TASK GOAL: The lines below may contain the word "each". Please count those that do and give the number alone.

PROVIDED DATA:
= = = = =

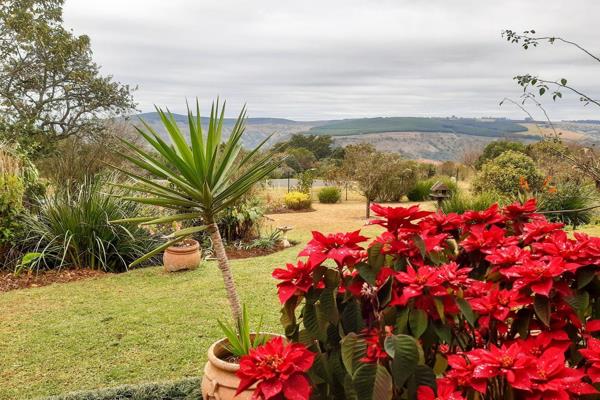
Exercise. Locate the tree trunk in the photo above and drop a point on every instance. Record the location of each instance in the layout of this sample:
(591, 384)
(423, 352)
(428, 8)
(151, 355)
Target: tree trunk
(223, 261)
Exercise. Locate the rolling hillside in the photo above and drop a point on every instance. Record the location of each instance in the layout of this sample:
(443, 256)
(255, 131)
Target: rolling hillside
(414, 137)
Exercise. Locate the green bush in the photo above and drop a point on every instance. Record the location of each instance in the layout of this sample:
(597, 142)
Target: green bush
(421, 190)
(329, 195)
(496, 148)
(73, 230)
(461, 202)
(12, 190)
(568, 196)
(186, 389)
(504, 174)
(297, 201)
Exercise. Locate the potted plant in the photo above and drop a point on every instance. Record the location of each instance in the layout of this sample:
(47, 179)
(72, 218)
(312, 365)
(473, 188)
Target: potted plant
(197, 178)
(183, 255)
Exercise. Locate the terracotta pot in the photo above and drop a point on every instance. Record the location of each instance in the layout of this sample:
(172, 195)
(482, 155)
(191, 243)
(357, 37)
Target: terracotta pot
(176, 258)
(219, 381)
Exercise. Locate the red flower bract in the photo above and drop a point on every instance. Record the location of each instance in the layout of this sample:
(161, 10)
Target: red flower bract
(398, 217)
(278, 368)
(297, 279)
(340, 247)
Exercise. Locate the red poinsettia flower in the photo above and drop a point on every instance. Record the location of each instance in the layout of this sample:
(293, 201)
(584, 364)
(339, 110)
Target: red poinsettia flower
(487, 240)
(440, 223)
(552, 379)
(537, 275)
(375, 351)
(340, 247)
(454, 275)
(279, 369)
(445, 391)
(398, 217)
(497, 304)
(509, 362)
(482, 218)
(592, 355)
(461, 372)
(297, 279)
(536, 345)
(416, 281)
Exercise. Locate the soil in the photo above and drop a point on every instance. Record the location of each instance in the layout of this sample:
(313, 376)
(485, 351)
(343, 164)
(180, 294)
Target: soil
(9, 281)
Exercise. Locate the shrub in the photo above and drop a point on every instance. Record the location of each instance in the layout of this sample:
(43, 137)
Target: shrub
(297, 201)
(185, 389)
(492, 304)
(329, 195)
(421, 189)
(11, 206)
(72, 229)
(462, 202)
(498, 147)
(507, 173)
(568, 196)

= = = = =

RESPONSE TO THIS EXERCISE: 9